▶ [COMPITO RICHIESTO A] Nell'articolo sul mandato d'arresto per Scaglia e Mazzitelli, quale somma si accusa di aver occultato attraverso società fittizie?

▶ [TESTO DA LEGGERE]
>>>
Mandato d’arresto per Scaglia e Mazzitelli

Richiesta di carcerazione per l’ex Ad di Fastweb e l’ex Ad di Sparkle (Telecom Italia), attuale responsabile della funzione International Business di TI, accusati di riciclaggio. In totale indagati 56 manager tra cui l’attuale Ad Stefano Parisi. Fastweb e Telecom Italia: “Siamo parte lesa”

Pubblicato il 23 Feb 2010

Due miliardi di euro occultati attraverso società fittizie. Questa
l'accusa alla base del mandato di arresto per Silvio Scaglia,
ex amministratore delegato di Fastweb, e alcuni ex vertici di
Fastweb nonché funzionari e amministratori di Sparkle (consociata
di Telecom Italia) fra cui l'ex Ad e attuale responsabile della
Funzione International Business di Telecom Italia, Stefano
Mazzitelli, e alti funzionari.

Coinvolti anche un ufficiale della Guardia di Finanza attualmente
in servizio al comando di Tutela Finanza Pubblica, che avrebbe
incassato una cospicua tangente su una delle operazioni di
riciclaggio, e il senatore del Pdl Nicola Di Girolamo che a quanto
si apprende sarebbe collegato con alcuni degli indagati che
avrebbero favorito la sua elezione in un collegio all'estero.
Indagato anche Riccardo Ruggiero, all'epoca dei fatti
presidente di Telecom Italia Sparkle.

Scaglia che, in un
primo momento non era stato rintracciato dai carabinieri del Ros e
dalla Guardia di Finanza, ha fatto sapere di trovarsi
all'estero per lavoro e ha dato mandato ai suoi difensori di
concordare il suo interrogatorio nei tempi più brevi per chiarire
tutti i profili  della vicenda. In una nota ha inoltre affermato
la sua estraneità a qualunque reato.
<<<
▶ [DATI REGISTRATI]
>>>
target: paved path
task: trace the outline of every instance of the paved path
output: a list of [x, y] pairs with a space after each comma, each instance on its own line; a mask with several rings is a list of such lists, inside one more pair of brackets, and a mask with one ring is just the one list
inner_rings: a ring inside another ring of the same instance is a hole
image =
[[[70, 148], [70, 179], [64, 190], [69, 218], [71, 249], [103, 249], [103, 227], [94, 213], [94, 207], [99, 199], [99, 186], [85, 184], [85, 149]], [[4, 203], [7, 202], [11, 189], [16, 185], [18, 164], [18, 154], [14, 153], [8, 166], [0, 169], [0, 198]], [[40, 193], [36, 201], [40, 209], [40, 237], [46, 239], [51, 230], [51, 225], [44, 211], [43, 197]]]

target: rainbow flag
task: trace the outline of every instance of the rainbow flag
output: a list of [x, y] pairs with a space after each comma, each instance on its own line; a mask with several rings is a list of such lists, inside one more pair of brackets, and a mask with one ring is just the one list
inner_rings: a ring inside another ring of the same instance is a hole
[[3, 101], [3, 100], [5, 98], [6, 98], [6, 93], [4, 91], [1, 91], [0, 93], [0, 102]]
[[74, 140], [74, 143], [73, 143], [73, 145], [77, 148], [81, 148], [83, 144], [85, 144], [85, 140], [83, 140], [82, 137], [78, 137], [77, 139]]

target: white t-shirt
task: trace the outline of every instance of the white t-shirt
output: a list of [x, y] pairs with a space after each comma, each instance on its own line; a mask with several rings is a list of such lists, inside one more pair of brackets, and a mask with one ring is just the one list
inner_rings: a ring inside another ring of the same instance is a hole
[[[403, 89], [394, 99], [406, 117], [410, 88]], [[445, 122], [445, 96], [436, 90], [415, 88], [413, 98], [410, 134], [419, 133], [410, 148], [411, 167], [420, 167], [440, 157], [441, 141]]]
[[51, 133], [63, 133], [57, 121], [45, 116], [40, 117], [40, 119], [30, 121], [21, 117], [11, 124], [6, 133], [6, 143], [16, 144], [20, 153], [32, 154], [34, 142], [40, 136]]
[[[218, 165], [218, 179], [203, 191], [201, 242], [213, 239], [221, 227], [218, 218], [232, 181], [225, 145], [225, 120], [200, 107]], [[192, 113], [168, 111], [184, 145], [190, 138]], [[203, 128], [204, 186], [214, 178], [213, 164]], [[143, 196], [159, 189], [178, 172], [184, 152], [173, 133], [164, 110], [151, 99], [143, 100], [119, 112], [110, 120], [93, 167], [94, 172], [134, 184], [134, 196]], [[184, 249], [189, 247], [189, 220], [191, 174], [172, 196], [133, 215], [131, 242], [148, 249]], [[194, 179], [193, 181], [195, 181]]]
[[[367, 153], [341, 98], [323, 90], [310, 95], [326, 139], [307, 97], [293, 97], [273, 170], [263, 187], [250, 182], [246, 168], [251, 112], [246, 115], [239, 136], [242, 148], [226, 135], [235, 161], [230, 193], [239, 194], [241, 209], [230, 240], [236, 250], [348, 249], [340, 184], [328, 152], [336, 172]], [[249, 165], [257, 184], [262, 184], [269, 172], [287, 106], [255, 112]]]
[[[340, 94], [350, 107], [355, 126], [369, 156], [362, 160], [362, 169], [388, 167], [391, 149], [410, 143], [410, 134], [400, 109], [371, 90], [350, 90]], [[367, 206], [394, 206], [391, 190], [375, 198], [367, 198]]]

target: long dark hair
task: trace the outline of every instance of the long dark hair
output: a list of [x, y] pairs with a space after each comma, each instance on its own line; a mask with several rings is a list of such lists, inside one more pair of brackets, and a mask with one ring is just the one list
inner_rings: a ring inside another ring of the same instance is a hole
<<<
▶ [COMPITO RICHIESTO B] Trasforma in una lista JSON di stringhe le righe delle voci, a partire dalla riga che contiene "target: long dark hair" fino alla riga che contiene "task: trace the outline of every instance of the long", entrambe incluse. Metti una stringa per ogni riga e ometti le righe vuote.

▶ [RISPOSTA CORRETTA A] Due miliardi di euro.

▶ [RISPOSTA CORRETTA B]
[
  "target: long dark hair",
  "task: trace the outline of every instance of the long dark hair"
]